[SHORT EXERCISE]
Give every line of the records below as a JSON list of strings, one string per line, with blank lines skipped and the pictures left out.

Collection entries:
######

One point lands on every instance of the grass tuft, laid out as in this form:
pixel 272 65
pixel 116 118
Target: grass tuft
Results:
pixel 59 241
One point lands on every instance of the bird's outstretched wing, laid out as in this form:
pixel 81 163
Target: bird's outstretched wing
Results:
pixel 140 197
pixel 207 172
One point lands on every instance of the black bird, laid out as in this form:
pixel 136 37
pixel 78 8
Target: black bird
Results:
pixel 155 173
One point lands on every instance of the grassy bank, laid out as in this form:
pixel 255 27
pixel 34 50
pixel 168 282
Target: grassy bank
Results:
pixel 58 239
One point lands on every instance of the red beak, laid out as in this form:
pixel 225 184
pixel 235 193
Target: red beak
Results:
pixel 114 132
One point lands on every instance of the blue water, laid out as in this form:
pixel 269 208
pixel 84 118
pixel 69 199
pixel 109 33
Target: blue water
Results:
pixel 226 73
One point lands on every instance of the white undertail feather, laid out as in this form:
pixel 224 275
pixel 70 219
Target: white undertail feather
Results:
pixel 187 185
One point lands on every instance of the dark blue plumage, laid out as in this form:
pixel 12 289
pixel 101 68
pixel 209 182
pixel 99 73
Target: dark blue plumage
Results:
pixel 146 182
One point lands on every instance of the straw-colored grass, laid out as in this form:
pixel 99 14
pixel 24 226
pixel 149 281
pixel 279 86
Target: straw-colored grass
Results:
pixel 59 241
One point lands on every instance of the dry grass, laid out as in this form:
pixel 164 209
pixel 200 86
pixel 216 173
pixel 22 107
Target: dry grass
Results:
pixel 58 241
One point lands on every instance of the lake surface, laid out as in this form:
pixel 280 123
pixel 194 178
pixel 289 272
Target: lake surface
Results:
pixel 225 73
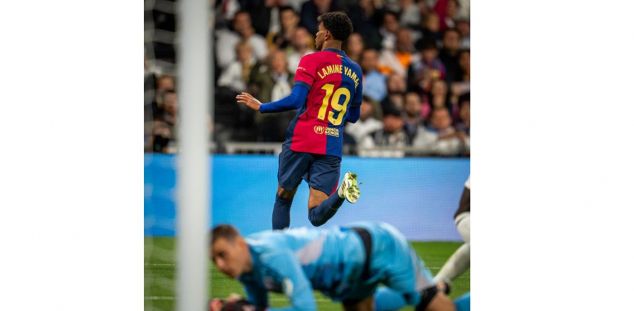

######

[RESPONSE TO THE TASK]
[
  "One point lands on every instance of the grass tuft, laid out as in this form:",
  "pixel 272 65",
  "pixel 116 118",
  "Target: grass tuft",
  "Results:",
  "pixel 59 241",
  "One point lands on every instance of the bird's outstretched wing, laid out as in this form:",
  "pixel 81 163",
  "Target: bird's outstretched wing",
  "Results:",
  "pixel 140 197",
  "pixel 207 172",
  "One point lands on every instance of the black bird, laid out as in this form:",
  "pixel 136 37",
  "pixel 78 8",
  "Target: black bird",
  "Results:",
  "pixel 155 173",
  "One point lands on every instance of the grassy bank, laid out as in this form:",
  "pixel 255 27",
  "pixel 34 50",
  "pixel 168 282",
  "Target: grassy bank",
  "Results:",
  "pixel 58 239",
  "One point lands on every instance of the red beak, laid out as in this form:",
  "pixel 225 184",
  "pixel 235 193",
  "Target: red beak",
  "Results:",
  "pixel 114 132",
  "One point lands on every instance of the blue water, laid out as in this form:",
  "pixel 269 208",
  "pixel 84 118",
  "pixel 69 199",
  "pixel 109 33",
  "Target: blue water",
  "Results:",
  "pixel 226 73",
  "One point lands on every instance of the white undertail feather, laid out as in this form:",
  "pixel 224 275",
  "pixel 70 219",
  "Target: white undertail feather",
  "Results:",
  "pixel 187 185",
  "One point lands on every instance of the dark blue plumage, laid out as in this form:",
  "pixel 12 289",
  "pixel 101 68",
  "pixel 209 182",
  "pixel 99 73",
  "Target: dark blue plumage",
  "Results:",
  "pixel 146 182",
  "One point lands on every instance of the straw-colored grass, laid out as in this form:",
  "pixel 99 14",
  "pixel 24 226",
  "pixel 149 281",
  "pixel 279 86",
  "Target: straw-colored grass",
  "Results:",
  "pixel 59 241",
  "One point lands on every instance of the dry grass, laid out as in this form:",
  "pixel 164 209",
  "pixel 200 86",
  "pixel 216 173",
  "pixel 22 107",
  "Target: dry grass",
  "Results:",
  "pixel 58 241",
  "One point lands on every instance of the lake surface, laid out as in this form:",
  "pixel 280 123",
  "pixel 194 178",
  "pixel 289 272",
  "Target: lake surface",
  "Results:",
  "pixel 225 73"
]